#### Written request 1:
Render the entries about outlining the small side table and the small framed art as a numbered list, one line per item, skipping blank lines and leaving out the pictures.
[Start of Selected text]
This shows me the duplicate netids...
select netid from netids_from_service_now group by netid HAVING count(1)>1;
This shows me that there was a bogus load of users on 4-22-2012. What's more interesting is that these accounts ARE SET TO Active, which the original bad accounts were not. Also interesting is that every account I've checked so far does not have a cn set (called 'name' is sys_user).
select netid,active,creation from netids_from_service_now where DATE(creation) = '2012-04-22';
There were 3818 hits for that set, and 6251 hits on entries that are NOT in both sets. There ARE a few hits for legit netids that were NOT YET in Service Now as of when I dumped the dataset, but most of those 6251 hits are accounts that are in Service Now and should not be. I need to figure out a way to discern which is which. I may just import the 6251 hits into a NEW table, and try joining that against the other two tables to isolate the bad accounts we can safely blow away.
INSERT INTO netids_in_sn_not_in_idm select netids_from_service_now.netid FROM netids_from_service_now LEFT JOIN (legit_netids) ON ( netids_from_service_now.netid != legit_netids.netid);
If that JOIN on non-common fields ever completes, I should have the EXACT SET from the original mistakes that I can blow away in PROD service now. This query has been running for almost two days on my local Mac. I figured out my Mac was putting itself to sleep after inactivity (even when plugged in), so I've fixed that, and the query will complete at some point.
I have another idea...
cat a_through_z_just_netid.csv valid-IST1-netids_stripped_whitespace_start_with_a_through_z.csv | sort > combined_netids_collections.csv uniq -u combined_netids_collections.csv > netids_only_appearing_once.csv wc netids_only_appearing_once.csv 6251 6252 38792 netids_only_appearing_once.csv
So that ran pretty fast and just got me NetIDs that are NOT common between the two sets. Unfortunately it also doesn't tell me which set has the unique member, whereas if my MySQL query ever completes it should do that for me.
But if I can import just the uncommon set into MySQL, and then JOIN that against the authoritative NetID list, I should be able to find the netids I can safely delete from PROD. Giving that a try...
LOAD DATA INFILE "/Users/db692/service_now_duplicates/round_four/netids_only_appearing_once.csv" INTO TABLE uniq_between_both_sets; UPDATE uniq_between_both_sets, legit_netids SET source="AUTH" WHERE uniq_between_both_sets.netid = legit_netids.netid ;
While that UPDATE is running, I came up with another problem, which is that not all NetIDs are normalized to lower case, and that's breaking my original uniq command before my load. Fixing that in round five...
Round five
cp ../round_four/valid-IST1-netids_stripped_whitespace_start_with_a_through_z.csv . cp ../round_four/a_through_z_netids_active_createdate.csv . cat a_through_z_netids_active_createdate.csv | tr '[:upper:]' '[:lower:]' > a_through_z_netids_active_createdate_LOWERED.csv cut -d, -f1 a_through_z_netids_active_createdate_LOWERED.csv > a_through_z_netids_just_netid.lowered.csv cat valid-IST1-netids_stripped_whitespace_start_with_a_through_z.csv a_through_z_netids_just_netid.lowered.csv > combined_collection_of_netids.csv vi combined_collection_of_netids.csv sort combined_collection_of_netids.csv > combined_collection_of_netids.sorted.csv uniq -u combined_collection_of_netids.sorted.csv > just_unique_netids.csv wc just_unique_netids.csv 6233 6234 38688 just_unique_netids.csv
That's a different result than we got in round four. Round four said 6251.
[End of Selected text]
[Start of Exercise materials]
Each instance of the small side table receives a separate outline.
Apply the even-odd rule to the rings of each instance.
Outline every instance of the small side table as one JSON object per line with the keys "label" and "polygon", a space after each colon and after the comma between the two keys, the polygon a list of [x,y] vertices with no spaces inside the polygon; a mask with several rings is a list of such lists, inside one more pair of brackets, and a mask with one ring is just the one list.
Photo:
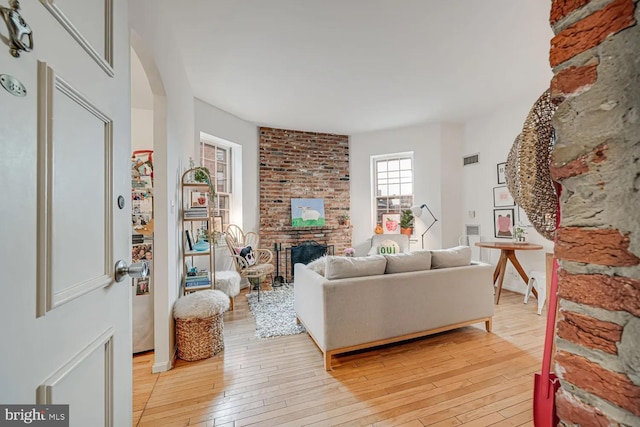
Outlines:
{"label": "small side table", "polygon": [[[516,251],[537,251],[542,249],[542,245],[536,245],[534,243],[514,243],[514,242],[477,242],[476,246],[488,249],[500,249],[500,259],[496,264],[496,269],[493,271],[493,284],[497,284],[496,292],[496,304],[500,302],[500,293],[502,292],[502,282],[504,281],[504,275],[507,271],[507,260],[511,261],[511,264],[516,268],[516,271],[524,280],[526,285],[529,284],[529,277],[524,272],[524,269],[516,258]],[[538,292],[533,289],[533,295],[538,298]]]}

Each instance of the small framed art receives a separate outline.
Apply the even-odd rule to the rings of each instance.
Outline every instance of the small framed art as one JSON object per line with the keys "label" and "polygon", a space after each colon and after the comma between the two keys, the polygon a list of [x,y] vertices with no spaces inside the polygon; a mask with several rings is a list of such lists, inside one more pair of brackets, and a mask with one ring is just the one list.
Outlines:
{"label": "small framed art", "polygon": [[512,239],[514,221],[514,209],[494,209],[493,235],[497,238]]}
{"label": "small framed art", "polygon": [[222,217],[221,216],[214,216],[213,217],[213,231],[215,231],[216,233],[222,233],[223,229],[224,229],[224,224],[222,223]]}
{"label": "small framed art", "polygon": [[382,214],[383,234],[400,234],[400,214]]}
{"label": "small framed art", "polygon": [[497,166],[498,184],[506,184],[507,183],[507,176],[505,174],[506,166],[507,166],[507,162],[498,163],[498,166]]}
{"label": "small framed art", "polygon": [[515,206],[516,202],[511,197],[511,193],[509,193],[509,188],[506,186],[503,187],[493,187],[493,206],[496,208],[500,208],[503,206]]}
[End of Exercise materials]
#### Written request 2:
According to the netid cleanup notes, on what date was there a bogus load of users?

#### Final result 1:
1. Each instance of the small side table receives a separate outline.
2. Apply the even-odd rule to the rings of each instance.
3. Outline every instance of the small side table as one JSON object per line with the keys "label" and "polygon", a space after each colon and after the comma between the two keys, the polygon a list of [x,y] vertices with no spaces inside the polygon; a mask with several rings is a list of such lists, inside one more pair of brackets, and a mask with one ring is just the one list.
4. Photo:
5. Outlines:
6. {"label": "small side table", "polygon": [[[516,251],[537,251],[542,249],[542,245],[536,245],[534,243],[514,243],[514,242],[477,242],[476,246],[488,249],[500,249],[500,259],[496,264],[496,269],[493,271],[493,284],[497,284],[496,292],[496,304],[500,302],[500,293],[502,292],[502,282],[504,281],[504,275],[507,271],[507,260],[511,261],[511,264],[516,268],[516,271],[524,280],[526,285],[529,284],[529,277],[524,272],[524,269],[516,258]],[[538,292],[533,289],[533,295],[538,298]]]}
7. Each instance of the small framed art receives a separate outline.
8. Apply the even-odd rule to the rings of each instance.
9. Outline every instance of the small framed art as one JSON object per line with the keys "label" and "polygon", a space after each colon and after the comma between the two keys, the polygon a list of [x,y] vertices with no spaces inside the polygon; a mask with several rings is a list of such lists, inside one more pair of brackets, and a mask with one ring is just the one list.
10. Outlines:
11. {"label": "small framed art", "polygon": [[512,239],[514,221],[514,209],[494,209],[493,235],[497,238]]}
12. {"label": "small framed art", "polygon": [[222,217],[221,216],[214,216],[213,217],[213,231],[215,231],[216,233],[222,233],[223,229],[224,229],[224,224],[222,223]]}
13. {"label": "small framed art", "polygon": [[382,214],[383,234],[400,234],[400,214]]}
14. {"label": "small framed art", "polygon": [[497,166],[498,184],[506,184],[507,183],[507,176],[505,174],[506,166],[507,166],[507,162],[498,163],[498,166]]}
15. {"label": "small framed art", "polygon": [[515,206],[516,202],[511,197],[511,193],[509,193],[509,188],[506,186],[503,187],[493,187],[493,206],[496,208],[500,208],[503,206]]}

#### Final result 2:
4-22-2012